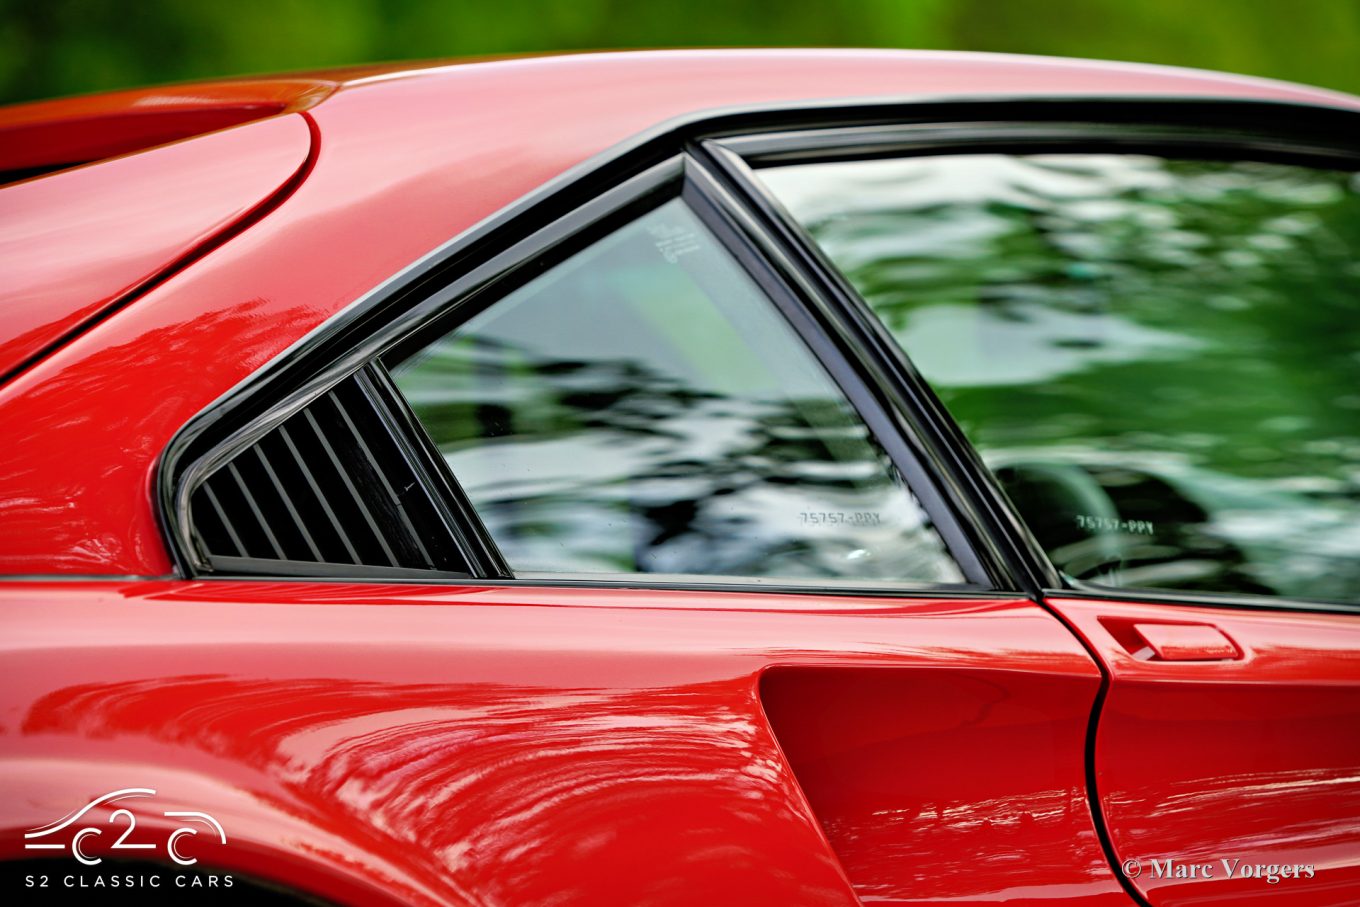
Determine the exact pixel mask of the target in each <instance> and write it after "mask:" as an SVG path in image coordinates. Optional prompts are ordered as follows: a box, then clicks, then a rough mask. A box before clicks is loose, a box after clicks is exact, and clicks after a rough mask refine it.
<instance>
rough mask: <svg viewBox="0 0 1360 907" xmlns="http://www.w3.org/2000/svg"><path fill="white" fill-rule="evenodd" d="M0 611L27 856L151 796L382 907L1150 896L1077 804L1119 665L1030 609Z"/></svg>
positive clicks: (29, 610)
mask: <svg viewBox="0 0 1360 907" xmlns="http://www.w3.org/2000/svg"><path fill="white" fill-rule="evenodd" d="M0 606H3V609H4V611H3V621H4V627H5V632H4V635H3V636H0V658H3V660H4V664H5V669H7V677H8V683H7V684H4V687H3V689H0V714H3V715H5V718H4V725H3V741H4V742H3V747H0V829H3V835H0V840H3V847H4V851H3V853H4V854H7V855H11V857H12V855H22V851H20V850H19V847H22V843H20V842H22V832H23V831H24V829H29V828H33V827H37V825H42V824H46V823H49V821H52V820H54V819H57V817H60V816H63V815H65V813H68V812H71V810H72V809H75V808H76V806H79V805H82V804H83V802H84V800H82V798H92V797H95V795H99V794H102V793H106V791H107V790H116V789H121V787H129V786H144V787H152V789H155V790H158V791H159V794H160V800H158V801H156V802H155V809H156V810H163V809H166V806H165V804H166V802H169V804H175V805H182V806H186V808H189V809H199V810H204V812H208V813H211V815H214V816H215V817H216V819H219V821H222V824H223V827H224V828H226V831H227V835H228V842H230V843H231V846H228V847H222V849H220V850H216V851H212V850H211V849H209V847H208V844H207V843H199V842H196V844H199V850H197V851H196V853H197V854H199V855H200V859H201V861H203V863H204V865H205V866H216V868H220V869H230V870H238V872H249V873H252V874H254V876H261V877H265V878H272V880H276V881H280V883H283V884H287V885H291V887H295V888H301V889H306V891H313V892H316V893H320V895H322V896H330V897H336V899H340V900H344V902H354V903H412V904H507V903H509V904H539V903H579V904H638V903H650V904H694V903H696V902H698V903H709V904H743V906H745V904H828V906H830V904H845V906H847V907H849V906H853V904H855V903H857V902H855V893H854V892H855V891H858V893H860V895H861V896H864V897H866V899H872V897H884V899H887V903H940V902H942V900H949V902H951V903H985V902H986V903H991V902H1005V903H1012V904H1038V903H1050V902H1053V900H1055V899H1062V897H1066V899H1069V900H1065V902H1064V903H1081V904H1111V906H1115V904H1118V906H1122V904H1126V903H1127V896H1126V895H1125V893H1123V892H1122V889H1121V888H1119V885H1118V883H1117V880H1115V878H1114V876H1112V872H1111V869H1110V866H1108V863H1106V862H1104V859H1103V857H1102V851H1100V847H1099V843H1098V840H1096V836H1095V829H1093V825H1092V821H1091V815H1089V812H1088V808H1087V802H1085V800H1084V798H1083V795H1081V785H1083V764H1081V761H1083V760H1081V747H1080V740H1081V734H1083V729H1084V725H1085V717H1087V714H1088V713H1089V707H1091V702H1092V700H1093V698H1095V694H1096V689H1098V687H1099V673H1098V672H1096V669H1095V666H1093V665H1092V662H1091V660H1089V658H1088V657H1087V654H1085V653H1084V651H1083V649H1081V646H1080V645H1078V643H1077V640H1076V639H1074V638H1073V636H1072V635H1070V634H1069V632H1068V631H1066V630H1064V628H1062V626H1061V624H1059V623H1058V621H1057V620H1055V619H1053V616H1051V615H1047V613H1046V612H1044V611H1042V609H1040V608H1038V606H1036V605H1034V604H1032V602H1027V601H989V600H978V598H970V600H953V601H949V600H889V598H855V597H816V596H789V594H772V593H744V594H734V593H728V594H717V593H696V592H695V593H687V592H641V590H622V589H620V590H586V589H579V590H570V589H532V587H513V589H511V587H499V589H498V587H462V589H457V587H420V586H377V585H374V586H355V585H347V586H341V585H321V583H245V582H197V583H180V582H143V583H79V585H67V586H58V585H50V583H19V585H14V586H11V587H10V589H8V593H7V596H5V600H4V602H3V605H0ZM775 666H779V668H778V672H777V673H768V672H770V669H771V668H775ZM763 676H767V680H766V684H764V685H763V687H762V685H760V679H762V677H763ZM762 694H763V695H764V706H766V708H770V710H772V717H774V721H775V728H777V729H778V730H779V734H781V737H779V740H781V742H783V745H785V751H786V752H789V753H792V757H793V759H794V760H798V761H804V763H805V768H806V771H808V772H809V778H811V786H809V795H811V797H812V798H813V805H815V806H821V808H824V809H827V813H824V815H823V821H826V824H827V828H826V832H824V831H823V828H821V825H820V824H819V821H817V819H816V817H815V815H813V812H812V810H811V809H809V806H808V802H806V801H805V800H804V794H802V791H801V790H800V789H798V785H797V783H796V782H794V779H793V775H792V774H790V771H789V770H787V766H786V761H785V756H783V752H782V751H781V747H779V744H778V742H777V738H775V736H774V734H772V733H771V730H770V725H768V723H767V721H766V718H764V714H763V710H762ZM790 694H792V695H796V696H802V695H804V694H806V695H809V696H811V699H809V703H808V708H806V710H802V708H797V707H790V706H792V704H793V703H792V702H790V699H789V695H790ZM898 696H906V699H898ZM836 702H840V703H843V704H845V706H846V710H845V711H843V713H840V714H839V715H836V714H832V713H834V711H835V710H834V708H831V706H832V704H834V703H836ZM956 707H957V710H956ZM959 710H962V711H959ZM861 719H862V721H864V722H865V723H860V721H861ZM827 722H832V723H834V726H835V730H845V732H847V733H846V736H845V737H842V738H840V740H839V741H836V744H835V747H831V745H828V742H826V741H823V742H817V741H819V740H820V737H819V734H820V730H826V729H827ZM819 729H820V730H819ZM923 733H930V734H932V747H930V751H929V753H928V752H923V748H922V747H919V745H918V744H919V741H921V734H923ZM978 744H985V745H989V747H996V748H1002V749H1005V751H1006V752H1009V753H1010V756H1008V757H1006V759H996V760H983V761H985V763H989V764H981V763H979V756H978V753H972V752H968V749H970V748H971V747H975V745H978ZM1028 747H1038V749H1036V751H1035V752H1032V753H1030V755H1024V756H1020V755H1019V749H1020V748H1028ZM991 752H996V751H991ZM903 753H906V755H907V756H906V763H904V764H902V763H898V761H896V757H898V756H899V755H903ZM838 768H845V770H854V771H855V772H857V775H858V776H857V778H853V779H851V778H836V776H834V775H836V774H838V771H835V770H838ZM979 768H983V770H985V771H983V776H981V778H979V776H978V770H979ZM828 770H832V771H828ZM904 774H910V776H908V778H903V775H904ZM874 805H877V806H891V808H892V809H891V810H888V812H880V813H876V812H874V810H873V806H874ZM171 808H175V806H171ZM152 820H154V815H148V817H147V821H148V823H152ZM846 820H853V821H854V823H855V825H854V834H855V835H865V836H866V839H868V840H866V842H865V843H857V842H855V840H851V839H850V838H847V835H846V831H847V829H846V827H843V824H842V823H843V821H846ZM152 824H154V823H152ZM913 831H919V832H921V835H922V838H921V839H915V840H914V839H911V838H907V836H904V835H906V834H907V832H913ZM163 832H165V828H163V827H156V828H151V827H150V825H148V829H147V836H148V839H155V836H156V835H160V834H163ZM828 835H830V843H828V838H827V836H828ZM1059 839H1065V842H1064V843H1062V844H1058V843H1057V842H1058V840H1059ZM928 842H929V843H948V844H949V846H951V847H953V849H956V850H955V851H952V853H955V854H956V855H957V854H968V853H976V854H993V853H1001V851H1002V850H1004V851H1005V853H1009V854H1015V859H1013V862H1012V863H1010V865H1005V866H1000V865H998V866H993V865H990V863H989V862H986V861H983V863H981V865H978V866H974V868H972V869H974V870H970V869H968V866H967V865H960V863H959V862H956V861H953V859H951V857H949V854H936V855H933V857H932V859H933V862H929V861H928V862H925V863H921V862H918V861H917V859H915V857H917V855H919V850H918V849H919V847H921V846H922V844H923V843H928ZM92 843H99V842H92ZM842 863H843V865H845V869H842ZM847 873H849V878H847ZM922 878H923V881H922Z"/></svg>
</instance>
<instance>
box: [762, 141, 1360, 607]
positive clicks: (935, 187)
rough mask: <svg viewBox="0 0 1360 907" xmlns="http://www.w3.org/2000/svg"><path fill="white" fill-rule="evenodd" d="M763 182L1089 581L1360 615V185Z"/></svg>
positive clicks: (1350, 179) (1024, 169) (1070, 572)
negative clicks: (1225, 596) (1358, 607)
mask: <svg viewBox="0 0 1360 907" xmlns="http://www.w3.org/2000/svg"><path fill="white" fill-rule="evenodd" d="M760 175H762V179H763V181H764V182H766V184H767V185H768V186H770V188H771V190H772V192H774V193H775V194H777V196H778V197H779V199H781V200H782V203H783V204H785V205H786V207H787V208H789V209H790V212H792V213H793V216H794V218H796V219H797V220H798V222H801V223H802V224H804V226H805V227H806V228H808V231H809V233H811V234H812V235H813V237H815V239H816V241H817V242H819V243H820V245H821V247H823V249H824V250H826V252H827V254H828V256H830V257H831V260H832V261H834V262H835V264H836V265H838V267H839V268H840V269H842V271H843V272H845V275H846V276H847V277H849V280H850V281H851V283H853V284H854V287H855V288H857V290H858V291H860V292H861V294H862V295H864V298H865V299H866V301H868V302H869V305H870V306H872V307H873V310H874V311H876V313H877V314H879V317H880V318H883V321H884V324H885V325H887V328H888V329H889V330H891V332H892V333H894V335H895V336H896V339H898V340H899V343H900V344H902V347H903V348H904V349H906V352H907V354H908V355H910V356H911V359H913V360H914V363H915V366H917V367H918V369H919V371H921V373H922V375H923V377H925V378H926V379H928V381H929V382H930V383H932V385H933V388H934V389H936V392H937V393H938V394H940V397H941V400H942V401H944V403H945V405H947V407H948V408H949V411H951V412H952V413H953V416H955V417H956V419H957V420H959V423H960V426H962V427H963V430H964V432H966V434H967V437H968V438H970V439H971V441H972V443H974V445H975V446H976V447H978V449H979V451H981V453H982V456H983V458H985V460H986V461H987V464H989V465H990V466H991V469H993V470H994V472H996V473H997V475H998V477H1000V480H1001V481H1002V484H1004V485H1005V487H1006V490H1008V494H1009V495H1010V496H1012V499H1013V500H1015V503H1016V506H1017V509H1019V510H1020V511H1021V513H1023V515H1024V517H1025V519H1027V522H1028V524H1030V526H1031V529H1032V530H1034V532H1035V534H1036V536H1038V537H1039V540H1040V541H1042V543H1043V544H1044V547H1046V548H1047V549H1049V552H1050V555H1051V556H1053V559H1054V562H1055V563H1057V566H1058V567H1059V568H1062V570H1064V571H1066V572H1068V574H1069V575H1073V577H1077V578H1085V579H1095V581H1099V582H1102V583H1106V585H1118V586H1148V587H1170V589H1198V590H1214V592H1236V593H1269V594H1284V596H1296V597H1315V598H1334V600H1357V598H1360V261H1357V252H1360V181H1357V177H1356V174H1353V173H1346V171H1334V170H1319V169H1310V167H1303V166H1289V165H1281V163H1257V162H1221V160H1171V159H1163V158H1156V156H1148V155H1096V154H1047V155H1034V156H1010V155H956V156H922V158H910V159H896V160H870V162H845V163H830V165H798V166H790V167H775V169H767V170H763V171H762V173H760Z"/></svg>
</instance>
━━━━━━
◆ What you need to do: Reproduce the material from its beginning through the line containing "positive clicks: (29, 610)", with both ends included and the picture left out.

◆ Your solution:
Determine the exact pixel mask of the target in each <instance> and write it after "mask:" as an SVG path in image coordinates. Optional prompts are ordered as follows: a box, then clicks, then a rough mask. A box before clicks is loose, a box after clicks is exact, and clicks after a rough mask refine it.
<instance>
rough mask: <svg viewBox="0 0 1360 907" xmlns="http://www.w3.org/2000/svg"><path fill="white" fill-rule="evenodd" d="M0 611L27 856L151 796L382 907L1150 896L1077 804L1119 665L1030 609Z"/></svg>
positive clicks: (29, 610)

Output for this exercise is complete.